(Records)

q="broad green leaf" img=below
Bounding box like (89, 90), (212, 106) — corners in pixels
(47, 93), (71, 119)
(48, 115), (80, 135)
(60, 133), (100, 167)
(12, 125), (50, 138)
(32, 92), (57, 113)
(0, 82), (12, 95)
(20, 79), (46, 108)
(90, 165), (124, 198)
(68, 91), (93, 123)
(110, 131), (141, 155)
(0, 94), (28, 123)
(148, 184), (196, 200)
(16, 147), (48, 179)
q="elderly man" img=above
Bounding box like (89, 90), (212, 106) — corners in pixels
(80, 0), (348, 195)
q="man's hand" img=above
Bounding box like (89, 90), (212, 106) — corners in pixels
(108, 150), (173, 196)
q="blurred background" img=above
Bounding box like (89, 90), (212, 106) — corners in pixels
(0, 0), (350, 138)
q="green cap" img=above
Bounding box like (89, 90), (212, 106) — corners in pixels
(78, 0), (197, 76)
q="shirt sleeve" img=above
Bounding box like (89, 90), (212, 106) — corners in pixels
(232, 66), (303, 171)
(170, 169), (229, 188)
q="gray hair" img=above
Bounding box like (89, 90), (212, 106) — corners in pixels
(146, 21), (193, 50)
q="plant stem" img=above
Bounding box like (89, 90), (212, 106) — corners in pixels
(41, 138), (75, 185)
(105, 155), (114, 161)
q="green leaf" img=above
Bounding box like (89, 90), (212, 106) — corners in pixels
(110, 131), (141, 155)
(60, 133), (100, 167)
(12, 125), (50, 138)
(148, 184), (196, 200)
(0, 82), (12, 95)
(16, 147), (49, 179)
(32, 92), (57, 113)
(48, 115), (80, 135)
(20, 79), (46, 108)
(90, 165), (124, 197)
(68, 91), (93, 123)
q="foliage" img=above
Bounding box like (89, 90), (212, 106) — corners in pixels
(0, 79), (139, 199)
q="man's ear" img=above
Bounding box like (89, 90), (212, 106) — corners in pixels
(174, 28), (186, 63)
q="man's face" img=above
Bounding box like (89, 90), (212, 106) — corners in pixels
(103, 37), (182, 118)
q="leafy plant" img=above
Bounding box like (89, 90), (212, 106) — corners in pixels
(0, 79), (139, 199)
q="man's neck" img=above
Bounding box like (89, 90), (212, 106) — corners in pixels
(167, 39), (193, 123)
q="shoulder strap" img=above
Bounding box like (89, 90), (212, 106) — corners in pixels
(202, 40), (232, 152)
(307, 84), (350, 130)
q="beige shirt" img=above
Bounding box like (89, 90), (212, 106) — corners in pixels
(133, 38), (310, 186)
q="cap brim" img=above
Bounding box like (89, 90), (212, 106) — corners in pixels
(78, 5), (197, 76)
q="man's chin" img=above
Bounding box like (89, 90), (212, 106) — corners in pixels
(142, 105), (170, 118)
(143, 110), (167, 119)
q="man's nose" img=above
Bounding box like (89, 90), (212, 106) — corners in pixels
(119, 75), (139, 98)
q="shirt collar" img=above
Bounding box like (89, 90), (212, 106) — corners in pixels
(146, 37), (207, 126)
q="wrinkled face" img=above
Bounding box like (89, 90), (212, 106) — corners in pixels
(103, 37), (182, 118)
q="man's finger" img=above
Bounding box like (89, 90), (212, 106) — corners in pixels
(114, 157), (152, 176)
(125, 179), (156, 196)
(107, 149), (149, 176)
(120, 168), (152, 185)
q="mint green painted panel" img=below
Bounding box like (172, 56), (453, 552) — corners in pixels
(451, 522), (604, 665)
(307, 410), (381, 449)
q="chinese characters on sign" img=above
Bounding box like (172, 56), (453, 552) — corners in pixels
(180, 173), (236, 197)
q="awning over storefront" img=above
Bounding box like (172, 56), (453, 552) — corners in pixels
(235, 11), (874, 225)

- Written request: Can you print all of the material above again, line for line, without changing anything?

- Answer to this problem:
q="broad green leaf" img=below
Bounding box like (89, 90), (212, 106) — corners in pixels
(47, 93), (71, 119)
(48, 115), (80, 135)
(60, 133), (100, 167)
(12, 125), (50, 138)
(32, 92), (57, 113)
(0, 82), (12, 95)
(20, 79), (46, 108)
(90, 165), (124, 198)
(68, 91), (93, 123)
(110, 131), (141, 155)
(0, 94), (28, 123)
(148, 184), (196, 200)
(16, 147), (48, 179)
q="elderly man" img=above
Bounding box like (89, 90), (212, 106) — corners in pixels
(80, 0), (348, 195)
q="man's hand" img=above
Bounding box like (89, 90), (212, 106) — corners in pixels
(108, 150), (173, 196)
q="blurred background" img=above
Bounding box like (89, 90), (212, 106) — corners in pixels
(0, 0), (350, 138)
q="green cap" img=above
Bounding box like (89, 90), (212, 106) — corners in pixels
(78, 0), (197, 76)
q="shirt sleeve" img=above
Bounding box like (89, 90), (212, 106) — corners in pixels
(232, 66), (303, 171)
(170, 169), (229, 188)
q="gray hair" img=above
Bounding box like (89, 90), (212, 106) — corners in pixels
(146, 21), (193, 50)
q="plant stem" img=above
Bounding box like (89, 90), (212, 106) — corners in pixels
(41, 138), (75, 185)
(105, 155), (114, 161)
q="green leaf" img=above
Bounding box like (89, 90), (212, 106) — corners in pixels
(110, 131), (141, 155)
(60, 133), (100, 167)
(12, 125), (50, 138)
(148, 184), (196, 200)
(0, 82), (12, 95)
(16, 147), (49, 179)
(32, 92), (57, 113)
(48, 115), (80, 135)
(20, 79), (46, 108)
(90, 165), (124, 197)
(68, 91), (93, 123)
q="foliage" img=above
Bounding box like (89, 90), (212, 106) — corners in pixels
(0, 79), (139, 199)
q="man's ear" img=above
Bounding box like (89, 90), (212, 106) — corners in pixels
(174, 28), (186, 63)
q="man's face" img=above
Bounding box like (89, 90), (212, 106) — corners in pixels
(103, 37), (182, 118)
q="leafy plant" img=above
Bounding box like (89, 90), (212, 106) — corners in pixels
(0, 79), (139, 199)
q="man's neck" img=above
Bounding box like (89, 90), (212, 106) — corners in pixels
(167, 39), (193, 123)
q="shoulder strap" img=above
Bounding box like (89, 90), (212, 106) — corners in pixels
(202, 40), (232, 152)
(307, 84), (350, 130)
q="beige shirt" img=above
Bounding box like (89, 90), (212, 106) — corners in pixels
(133, 38), (310, 186)
q="cap brim" img=above
Bounding box like (89, 90), (212, 106) — corners in pixels
(78, 5), (197, 76)
q="man's chin" img=above
Bounding box like (89, 90), (212, 106) — corners in pixels
(142, 105), (170, 118)
(143, 110), (167, 119)
q="man's nose" img=above
Bounding box like (89, 90), (212, 106) — corners in pixels
(119, 75), (139, 98)
q="shirt collar" img=above
Bounding box like (89, 90), (212, 106) — corners in pixels
(146, 37), (207, 126)
q="wrinkled face" img=above
Bounding box like (89, 90), (212, 106) — corners in pixels
(103, 37), (182, 118)
q="man's finger" img=above
Bounding box like (89, 90), (212, 106) — corners in pixels
(114, 157), (152, 176)
(125, 179), (156, 196)
(107, 149), (149, 176)
(120, 168), (152, 185)
q="mint green painted panel" img=below
Bounding box like (172, 56), (453, 552) — corners in pixels
(451, 522), (604, 665)
(307, 410), (381, 449)
q="chinese characters on sign" img=above
Bounding box like (172, 56), (453, 552) — corners in pixels
(180, 173), (236, 197)
q="awning over storefront" img=above
Bounding box like (172, 56), (453, 552) — corners in pixels
(235, 11), (874, 225)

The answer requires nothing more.